- _Reading text_
Optical 3D measurement technology has the advantages of being noncontact, having high precision and fast speed, and being applicable to static and dynamic measurements; it is widely used in fields such as machine vision, industrial inspection, biometrics, and reverse engineering.¹^–⁴ Binocular vision and structured light are important methods of optical 3D measurement technology.

Binocular stereo vision⁵ uses the matching of corresponding points of scenes captured by two cameras at different angles to obtain the disparity and then converts it into the 3D information of the scene. Although the corresponding points must be on the epipolar line, the two images can be matched by defining the similarity of the window and sliding the window to find the corresponding points.⁶ The horizontal pixel difference between the two corresponding points is called the disparity. Binocular matching depends on the texture information and surface features of the corresponding points, which limits the dense and accurate reconstruction of the real 3D scene with less texture.

- _Do this_
From the passage on optical 3D measurement, list every field it names as one where this technology is widely used.

- _Collected data_
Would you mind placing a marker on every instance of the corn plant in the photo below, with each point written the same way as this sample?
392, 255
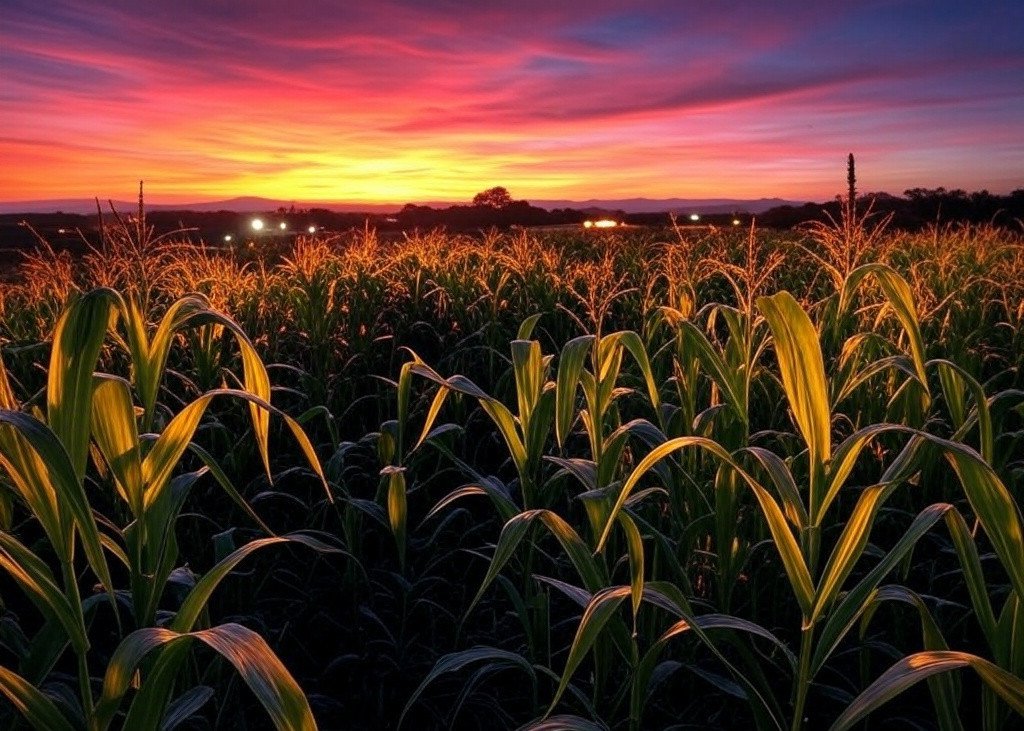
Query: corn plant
46, 463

- _Worked solution_
machine vision, industrial inspection, biometrics, reverse engineering